* **Goals**:
1. Answer these questions from the patent excerpt:
(a) In claim 14, what does the means for maintaining comprise?
(b) In claim 18, what color is the second LED?
(c) How many colors are possible when each of the red, green, and blue contributions can be controlled in 256 increments?
2. For each statement, say yes or no according to the patent excerpt, and quote the words that decide it:
(a) Claim 16 refers back to claim 12.
(b) FIG. 1 shows how red, green, and blue can form cyan, white, yellow, and magenta.
(c) The number of possible colors is inversely proportional to the accuracy of incrementing the ratio between the color components.

11. A dynamic color mixing device according to claim 10, wherein
said means for supplying further controls said means for sensing
based on the monitored temperature and integrated current.
12. A dynamic color mixing device according to claim 10, wherein
said at least one LED unit further includes (a3) a third LED of a
third color, and said means for supplying is further configured to
supply a respective driving signal to individually control a
relative intensity output of said third LED.
13. A dynamic color mixing device according to claim 12, further
comprising: (d) means for maintaining a desired temperature at each
of said first LED, said second LED, and said third LED.
14. A dynamic color mixing device according to claim 13, wherein
said means for maintaining comprises a thermoelectric device.
15. The dynamic color mixing device according to claim 12, wherein
said means for supplying further individually frequency modulates
the respective driving signals supplied to each of said first LED,
second LED, and third LED to individually control their relative
intensity outputs.
16. A dynamic color mixing device according to claim 15, wherein
said means for supplying further amplitude modulates the respective
driving signals supplied to each of said first LED, second LED, and
third LED.
17. A dynamic color mixing device according to claim 16, further
comprising: means for sensing colors of light output from at least
a portion of said at least one LED unit; and wherein said means for
supplying further controls the amplitude modulation based on the
sensed colors.
18. A dynamic color mixing device according to claim 12, wherein
said first LED is a red LED, said second LED is a green LED, and
said third LED is a blue LED.
Description
BACKGROUND OF THE INVENTION
1. Field of the Invention
The present invention is directed to a light emitting diode (LED)
device with a dynamic color mixing scheme-so that the LED device
can efficiently and effectively output a wide range of colors.
2. Discussion of the Background
All colors are formed of different combinations of red, green, and
blue (RGB) components. Controlling the relative intensity ratio of
the different contributions of red, green, and blue components
allows multiple colors to be displayed. The quantity of possible
colors is proportional to the accuracy of incrementing the ratio
between the different color components of red, green, and blue. A
broader spectrum of colors can be achieved when each component's
contribution is precisely controlled.
As an example, if each of red, green, and blue component
contributions can be controlled in 256 increments, then 16.7
million precise ratios or colors are possible (256.sup.3). FIG. 1
graphically shows how-the three different components of red, green,
and blue can be utilized to form any color. FIG. 1 specifically
shows how the different contributions of red, green, and blue (RGB)
can form any of the colors of cyan (C), white (W), yellow (Y), and
magenta (M), or any colors therebetween.

* **Rows of box annotation data**:

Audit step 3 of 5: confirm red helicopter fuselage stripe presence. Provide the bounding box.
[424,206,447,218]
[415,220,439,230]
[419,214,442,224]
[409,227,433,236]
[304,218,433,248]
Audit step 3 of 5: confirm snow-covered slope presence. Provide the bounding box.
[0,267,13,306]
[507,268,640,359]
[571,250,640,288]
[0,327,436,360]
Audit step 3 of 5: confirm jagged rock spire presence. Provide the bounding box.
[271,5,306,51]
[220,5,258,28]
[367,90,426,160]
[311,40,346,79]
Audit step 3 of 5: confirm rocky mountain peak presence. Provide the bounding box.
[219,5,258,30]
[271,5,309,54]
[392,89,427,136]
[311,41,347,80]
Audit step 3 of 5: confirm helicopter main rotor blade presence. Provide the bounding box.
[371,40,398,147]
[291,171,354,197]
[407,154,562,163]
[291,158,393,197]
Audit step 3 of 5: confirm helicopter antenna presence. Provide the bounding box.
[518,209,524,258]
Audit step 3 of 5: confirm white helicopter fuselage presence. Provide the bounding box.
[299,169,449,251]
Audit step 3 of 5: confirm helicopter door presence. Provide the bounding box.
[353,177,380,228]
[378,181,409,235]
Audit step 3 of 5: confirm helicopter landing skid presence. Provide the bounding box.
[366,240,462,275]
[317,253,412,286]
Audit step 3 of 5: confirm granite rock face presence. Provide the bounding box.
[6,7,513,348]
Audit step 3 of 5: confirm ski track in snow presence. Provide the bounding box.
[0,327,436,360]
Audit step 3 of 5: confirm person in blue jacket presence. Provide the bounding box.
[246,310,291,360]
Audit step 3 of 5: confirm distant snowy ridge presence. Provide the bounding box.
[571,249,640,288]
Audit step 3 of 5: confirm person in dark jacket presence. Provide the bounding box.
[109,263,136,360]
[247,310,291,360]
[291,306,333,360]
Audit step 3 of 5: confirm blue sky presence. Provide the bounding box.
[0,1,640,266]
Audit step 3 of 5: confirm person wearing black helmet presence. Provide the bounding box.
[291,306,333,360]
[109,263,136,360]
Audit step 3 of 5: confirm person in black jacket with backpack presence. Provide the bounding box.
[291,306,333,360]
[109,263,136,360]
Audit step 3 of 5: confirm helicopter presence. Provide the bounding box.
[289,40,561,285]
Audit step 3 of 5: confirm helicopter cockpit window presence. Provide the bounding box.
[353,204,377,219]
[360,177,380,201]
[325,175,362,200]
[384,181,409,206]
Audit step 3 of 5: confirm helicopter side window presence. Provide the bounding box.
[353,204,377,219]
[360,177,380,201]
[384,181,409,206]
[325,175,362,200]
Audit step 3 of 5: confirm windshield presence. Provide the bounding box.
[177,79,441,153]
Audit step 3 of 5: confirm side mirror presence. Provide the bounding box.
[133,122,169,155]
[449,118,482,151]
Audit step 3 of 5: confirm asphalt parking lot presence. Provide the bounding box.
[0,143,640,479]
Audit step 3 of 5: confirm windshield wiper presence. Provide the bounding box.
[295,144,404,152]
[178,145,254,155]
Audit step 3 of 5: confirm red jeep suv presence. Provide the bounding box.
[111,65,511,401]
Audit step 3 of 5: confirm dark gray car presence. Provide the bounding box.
==
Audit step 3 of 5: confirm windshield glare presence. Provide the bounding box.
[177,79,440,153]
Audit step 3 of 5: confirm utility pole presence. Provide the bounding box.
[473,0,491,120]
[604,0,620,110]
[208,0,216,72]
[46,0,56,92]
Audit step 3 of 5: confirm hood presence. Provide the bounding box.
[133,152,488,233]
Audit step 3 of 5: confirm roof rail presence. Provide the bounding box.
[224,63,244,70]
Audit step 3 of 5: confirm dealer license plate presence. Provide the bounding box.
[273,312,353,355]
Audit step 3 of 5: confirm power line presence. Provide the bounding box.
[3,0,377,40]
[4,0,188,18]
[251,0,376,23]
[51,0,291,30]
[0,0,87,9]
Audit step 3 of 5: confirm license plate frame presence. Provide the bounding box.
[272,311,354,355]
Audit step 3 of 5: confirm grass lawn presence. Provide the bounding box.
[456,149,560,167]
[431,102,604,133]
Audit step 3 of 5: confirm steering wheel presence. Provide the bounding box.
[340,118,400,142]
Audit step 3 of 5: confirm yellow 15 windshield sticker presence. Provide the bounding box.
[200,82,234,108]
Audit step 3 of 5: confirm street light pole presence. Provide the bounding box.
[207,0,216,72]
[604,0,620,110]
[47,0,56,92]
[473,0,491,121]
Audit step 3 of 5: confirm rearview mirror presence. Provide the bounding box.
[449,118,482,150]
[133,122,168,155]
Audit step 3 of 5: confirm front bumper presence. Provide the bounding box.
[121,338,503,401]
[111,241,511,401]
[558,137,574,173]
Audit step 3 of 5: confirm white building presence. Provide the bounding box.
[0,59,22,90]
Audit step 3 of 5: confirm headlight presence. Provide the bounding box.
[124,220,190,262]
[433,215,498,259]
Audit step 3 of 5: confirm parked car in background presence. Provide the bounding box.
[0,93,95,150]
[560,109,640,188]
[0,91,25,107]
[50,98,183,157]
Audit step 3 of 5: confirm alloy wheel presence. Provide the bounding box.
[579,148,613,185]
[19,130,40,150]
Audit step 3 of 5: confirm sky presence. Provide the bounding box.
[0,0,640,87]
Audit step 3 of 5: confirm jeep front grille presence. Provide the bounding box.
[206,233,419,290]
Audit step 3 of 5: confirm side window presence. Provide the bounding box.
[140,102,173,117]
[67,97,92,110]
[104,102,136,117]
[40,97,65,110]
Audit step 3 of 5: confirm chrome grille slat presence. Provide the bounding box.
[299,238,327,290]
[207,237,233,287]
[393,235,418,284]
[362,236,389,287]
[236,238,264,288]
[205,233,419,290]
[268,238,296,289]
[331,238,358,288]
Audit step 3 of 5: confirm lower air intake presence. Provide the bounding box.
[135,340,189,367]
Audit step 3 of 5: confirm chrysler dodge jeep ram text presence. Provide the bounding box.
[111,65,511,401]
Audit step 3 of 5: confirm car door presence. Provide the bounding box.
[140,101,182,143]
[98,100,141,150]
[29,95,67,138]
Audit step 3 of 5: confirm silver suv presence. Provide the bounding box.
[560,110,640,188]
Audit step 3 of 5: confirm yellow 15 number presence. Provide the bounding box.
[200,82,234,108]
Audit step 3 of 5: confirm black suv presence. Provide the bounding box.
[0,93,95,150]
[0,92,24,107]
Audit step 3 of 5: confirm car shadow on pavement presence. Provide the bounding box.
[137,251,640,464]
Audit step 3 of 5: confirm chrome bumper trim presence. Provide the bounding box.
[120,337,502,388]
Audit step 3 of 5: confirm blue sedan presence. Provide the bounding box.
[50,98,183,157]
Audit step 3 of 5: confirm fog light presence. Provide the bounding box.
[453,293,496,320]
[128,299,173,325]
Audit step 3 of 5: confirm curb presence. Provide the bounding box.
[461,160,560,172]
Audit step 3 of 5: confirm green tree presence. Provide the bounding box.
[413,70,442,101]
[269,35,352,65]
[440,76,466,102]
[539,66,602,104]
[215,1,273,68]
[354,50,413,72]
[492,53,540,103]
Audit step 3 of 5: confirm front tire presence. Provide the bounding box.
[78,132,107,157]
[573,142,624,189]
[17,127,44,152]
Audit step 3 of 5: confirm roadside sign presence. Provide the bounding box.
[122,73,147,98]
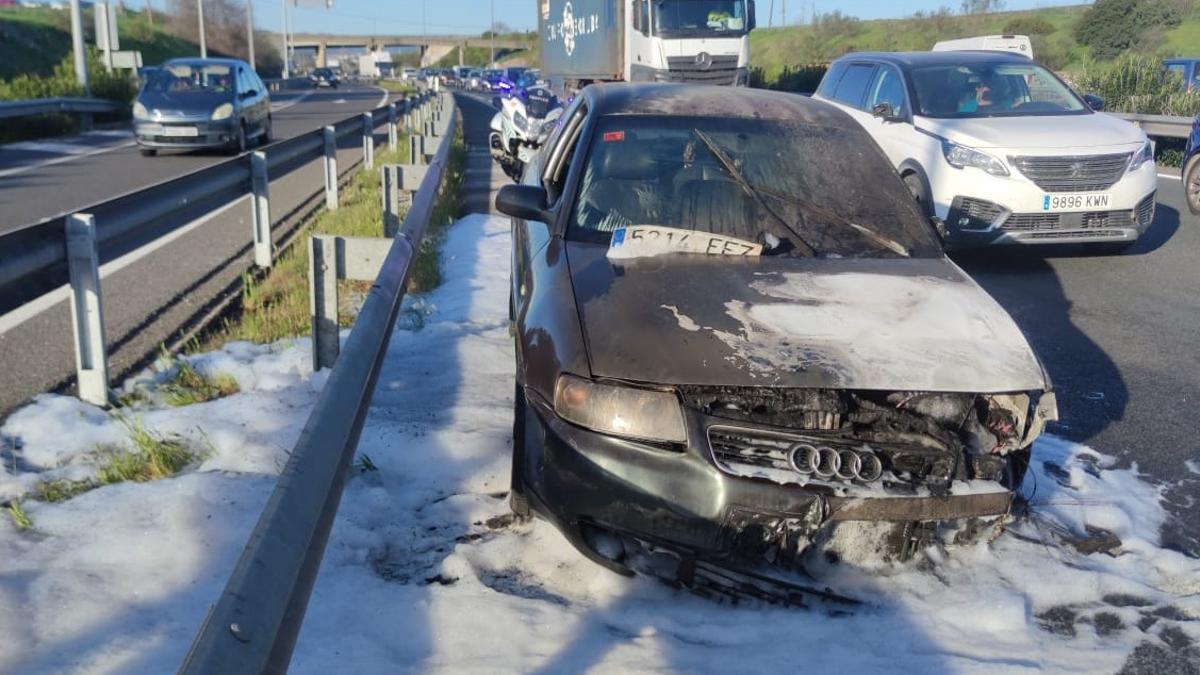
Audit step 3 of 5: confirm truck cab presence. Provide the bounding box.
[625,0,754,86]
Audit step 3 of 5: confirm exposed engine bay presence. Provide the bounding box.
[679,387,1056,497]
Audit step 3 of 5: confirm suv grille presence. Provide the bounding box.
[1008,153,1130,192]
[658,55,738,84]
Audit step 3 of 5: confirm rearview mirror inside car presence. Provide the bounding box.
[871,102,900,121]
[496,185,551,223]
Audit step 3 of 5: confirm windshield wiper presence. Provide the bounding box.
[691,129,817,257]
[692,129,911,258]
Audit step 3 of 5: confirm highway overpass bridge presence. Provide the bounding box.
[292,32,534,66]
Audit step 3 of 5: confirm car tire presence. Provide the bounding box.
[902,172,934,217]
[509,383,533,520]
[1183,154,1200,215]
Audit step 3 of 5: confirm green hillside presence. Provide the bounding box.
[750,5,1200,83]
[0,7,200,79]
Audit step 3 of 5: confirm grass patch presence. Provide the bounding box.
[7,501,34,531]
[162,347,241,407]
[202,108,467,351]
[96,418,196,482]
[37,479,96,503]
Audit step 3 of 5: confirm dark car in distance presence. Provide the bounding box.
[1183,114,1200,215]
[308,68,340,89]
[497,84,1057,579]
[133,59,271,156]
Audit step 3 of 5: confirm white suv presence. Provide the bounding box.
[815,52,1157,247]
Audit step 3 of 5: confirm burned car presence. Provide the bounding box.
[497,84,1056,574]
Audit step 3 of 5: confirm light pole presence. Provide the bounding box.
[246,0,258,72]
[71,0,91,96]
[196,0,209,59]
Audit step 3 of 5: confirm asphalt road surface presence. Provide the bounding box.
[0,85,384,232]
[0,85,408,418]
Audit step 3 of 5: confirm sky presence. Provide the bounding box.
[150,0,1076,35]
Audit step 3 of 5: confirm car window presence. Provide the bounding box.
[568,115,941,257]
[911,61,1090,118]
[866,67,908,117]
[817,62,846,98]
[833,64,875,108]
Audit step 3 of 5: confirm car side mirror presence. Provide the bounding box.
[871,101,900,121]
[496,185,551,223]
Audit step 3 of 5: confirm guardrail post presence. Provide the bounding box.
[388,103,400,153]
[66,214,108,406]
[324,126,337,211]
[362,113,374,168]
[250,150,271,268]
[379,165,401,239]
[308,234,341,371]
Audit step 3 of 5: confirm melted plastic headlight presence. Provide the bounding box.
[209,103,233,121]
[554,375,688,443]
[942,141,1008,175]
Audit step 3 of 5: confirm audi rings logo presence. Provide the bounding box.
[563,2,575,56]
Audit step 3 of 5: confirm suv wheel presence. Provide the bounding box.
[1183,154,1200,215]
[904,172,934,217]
...
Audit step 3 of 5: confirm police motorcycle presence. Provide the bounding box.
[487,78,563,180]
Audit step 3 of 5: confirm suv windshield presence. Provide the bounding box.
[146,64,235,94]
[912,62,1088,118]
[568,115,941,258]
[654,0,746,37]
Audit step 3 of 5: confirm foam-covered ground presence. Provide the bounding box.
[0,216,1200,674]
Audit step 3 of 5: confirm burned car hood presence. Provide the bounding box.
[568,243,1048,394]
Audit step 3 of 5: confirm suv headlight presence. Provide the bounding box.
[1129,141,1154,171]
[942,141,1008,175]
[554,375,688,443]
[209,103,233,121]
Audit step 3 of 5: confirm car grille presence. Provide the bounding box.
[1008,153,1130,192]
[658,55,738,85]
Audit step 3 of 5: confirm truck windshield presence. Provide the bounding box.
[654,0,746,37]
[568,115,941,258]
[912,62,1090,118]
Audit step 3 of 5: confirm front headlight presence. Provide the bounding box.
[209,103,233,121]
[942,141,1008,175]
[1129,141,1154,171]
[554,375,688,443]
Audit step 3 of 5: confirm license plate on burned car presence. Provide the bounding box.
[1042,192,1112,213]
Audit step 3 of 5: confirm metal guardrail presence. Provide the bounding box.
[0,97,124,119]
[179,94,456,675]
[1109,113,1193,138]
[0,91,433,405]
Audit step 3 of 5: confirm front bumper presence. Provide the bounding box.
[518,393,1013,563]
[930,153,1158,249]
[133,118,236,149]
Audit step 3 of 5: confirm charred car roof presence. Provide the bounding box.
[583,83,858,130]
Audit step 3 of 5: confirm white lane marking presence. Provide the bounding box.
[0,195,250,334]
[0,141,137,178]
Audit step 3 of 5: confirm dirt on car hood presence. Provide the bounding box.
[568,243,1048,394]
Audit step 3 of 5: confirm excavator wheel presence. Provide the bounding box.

* **Completed exercise**:
1.
(a) A thermoelectric device.
(b) Green.
(c) 16.7 million.

2.
(a) No: "16. A dynamic color mixing device according to claim 15"
(b) Yes: "can form any of the colors of cyan (C), white (W), yellow (Y), and magenta (M)"
(c) No: "The quantity of possible colors is proportional to the accuracy of incrementing the ratio"